§ What is needed:
Return the listing below exactly, with the pictures dropped.

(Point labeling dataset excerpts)

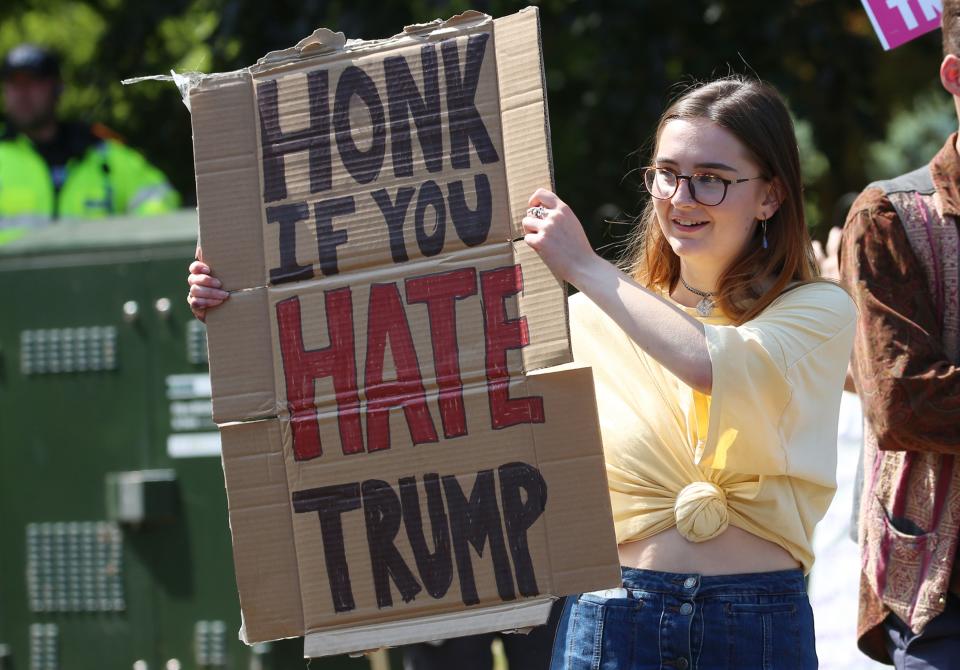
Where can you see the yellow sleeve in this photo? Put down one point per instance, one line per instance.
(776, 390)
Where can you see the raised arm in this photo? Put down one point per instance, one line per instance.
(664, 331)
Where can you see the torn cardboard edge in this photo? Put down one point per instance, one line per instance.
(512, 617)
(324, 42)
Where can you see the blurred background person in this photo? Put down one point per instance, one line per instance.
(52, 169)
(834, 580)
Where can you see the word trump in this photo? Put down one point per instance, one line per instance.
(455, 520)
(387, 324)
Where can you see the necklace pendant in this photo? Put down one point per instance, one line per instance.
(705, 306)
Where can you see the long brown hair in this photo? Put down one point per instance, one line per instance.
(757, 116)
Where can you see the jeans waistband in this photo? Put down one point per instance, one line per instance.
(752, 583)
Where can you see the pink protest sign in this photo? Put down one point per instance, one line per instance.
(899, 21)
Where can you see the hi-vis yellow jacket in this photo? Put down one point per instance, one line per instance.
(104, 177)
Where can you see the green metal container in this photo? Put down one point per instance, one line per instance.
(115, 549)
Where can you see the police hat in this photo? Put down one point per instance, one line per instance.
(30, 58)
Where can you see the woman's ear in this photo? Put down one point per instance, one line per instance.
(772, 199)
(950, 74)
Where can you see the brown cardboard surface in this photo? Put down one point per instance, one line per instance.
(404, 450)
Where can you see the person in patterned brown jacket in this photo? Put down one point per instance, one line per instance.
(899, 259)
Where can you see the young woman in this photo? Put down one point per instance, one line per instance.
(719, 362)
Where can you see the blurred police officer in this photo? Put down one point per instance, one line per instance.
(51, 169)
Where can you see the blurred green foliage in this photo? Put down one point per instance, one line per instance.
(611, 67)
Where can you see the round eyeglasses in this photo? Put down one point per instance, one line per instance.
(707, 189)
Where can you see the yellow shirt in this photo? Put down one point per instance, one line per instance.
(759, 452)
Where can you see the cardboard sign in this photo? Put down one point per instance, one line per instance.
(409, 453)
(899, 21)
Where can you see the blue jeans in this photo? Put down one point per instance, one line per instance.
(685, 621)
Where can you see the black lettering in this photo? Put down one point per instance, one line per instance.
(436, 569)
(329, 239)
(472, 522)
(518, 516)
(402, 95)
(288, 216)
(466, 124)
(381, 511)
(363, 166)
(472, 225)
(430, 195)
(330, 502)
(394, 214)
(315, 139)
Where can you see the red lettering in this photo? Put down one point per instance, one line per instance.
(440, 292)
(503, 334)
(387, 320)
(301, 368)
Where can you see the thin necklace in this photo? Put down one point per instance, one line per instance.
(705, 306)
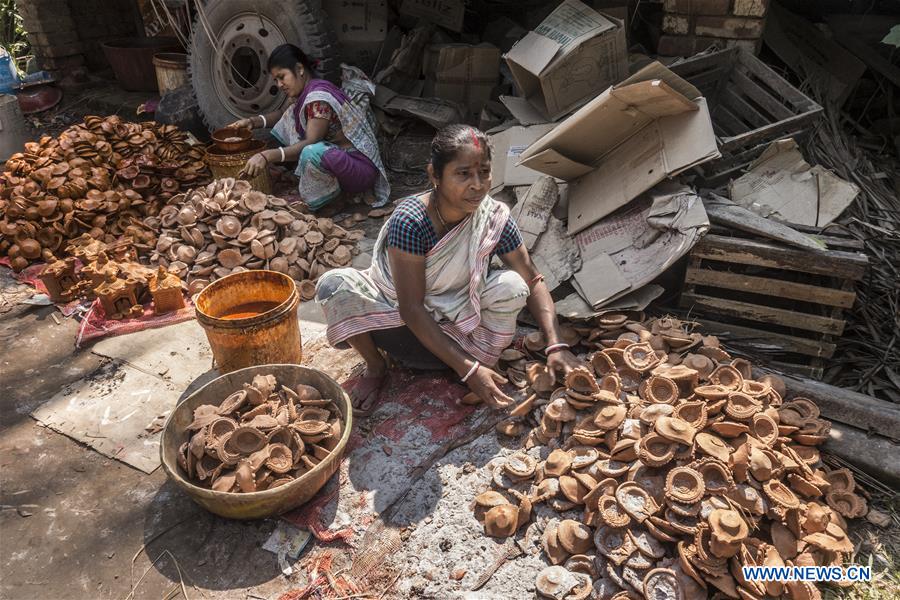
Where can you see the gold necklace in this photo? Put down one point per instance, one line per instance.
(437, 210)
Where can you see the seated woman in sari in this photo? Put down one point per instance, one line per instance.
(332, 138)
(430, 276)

§ Correct result:
Where can you see the yellow sleeve in this photo? Put down one point per instance, one line per instance.
(776, 390)
Where can you see the raised arm in this photo? Put down one point per instance, one line per instance.
(664, 331)
Where can you see the torn cardboard edge in this photo? Put down one point per instance, one line per instance.
(512, 617)
(324, 42)
Where can you see the blurred background person in this photo? Put down one point per instance, one line per instance.
(52, 169)
(834, 580)
Where can you see the word trump in this photo? Put down one point per instance, one line per instance.
(455, 520)
(387, 324)
Where can you see the necklace pendant in this photo? Put down one point per instance, one line per instance.
(705, 306)
Where can you see the long brown hair in this photo? Put down one point per instance, one line per instance.
(757, 116)
Where can you see the jeans waistband in this photo? Put down one point per instance, one line per instance.
(752, 583)
Where can you see the pink protest sign in this photo? Put down one point per instance, one line per instance.
(899, 21)
Where can you see the hi-vis yellow jacket in this photo? Put down one point per instance, one line per instance.
(104, 177)
Where can you see the green metal container in this photo? Put down one point per instance, one line per instance.
(115, 549)
Where can you see the police hat in this photo? Put down one point per instance, one line per instance.
(30, 58)
Where can you see the woman's ear in this photo? Put down one point per instance, one line per instance.
(772, 199)
(950, 74)
Where can you see the brown cardboard surface in this photo? Put down one point per instance, one line per instance.
(404, 450)
Where can you see the person in patterned brown jacket in this photo? Put down one point per instance, one line per instance.
(899, 259)
Where can you see the young woman in this photo? Put down one point per instance, one line per instance.
(719, 362)
Where can you see the blurred police officer in this photo? Put down one point per instance, one line per instance.
(51, 169)
Where can you see the blurred green foliage in this photo? Put down one point per instance, one line per instance.
(611, 67)
Where can you see the round eyeglasses in this photo? Put down one point per instance, one line per instance.
(707, 189)
Where can you see the yellow shirt in this photo? Put down one point per instance, one line per instance.
(759, 452)
Where can you see the cardboard sign in this photo? Put down one point per instance, one line per instance.
(409, 453)
(899, 21)
Where can you see the blue jeans in this photo? Put down one point per instance, one line per instance.
(685, 621)
Where can you see the black lettering in this photo? Put down one point per instance, one line per instance.
(436, 569)
(329, 239)
(472, 522)
(518, 516)
(402, 95)
(288, 216)
(466, 124)
(381, 511)
(363, 166)
(472, 225)
(430, 195)
(330, 502)
(394, 214)
(315, 139)
Where can you see the red lettering in this photo? Put down one point per instance, one line per instance.
(440, 292)
(503, 334)
(387, 320)
(301, 368)
Where can you see the thin necklace in this photo? Put down one point per instance, one line per instance.
(705, 306)
Where can you see the gold necklace in this photo? Put down one point per instance, one line per instance.
(437, 210)
Where can you see the seated woman in sari in this photo? Put down one point per instance, one line per instance.
(332, 138)
(430, 276)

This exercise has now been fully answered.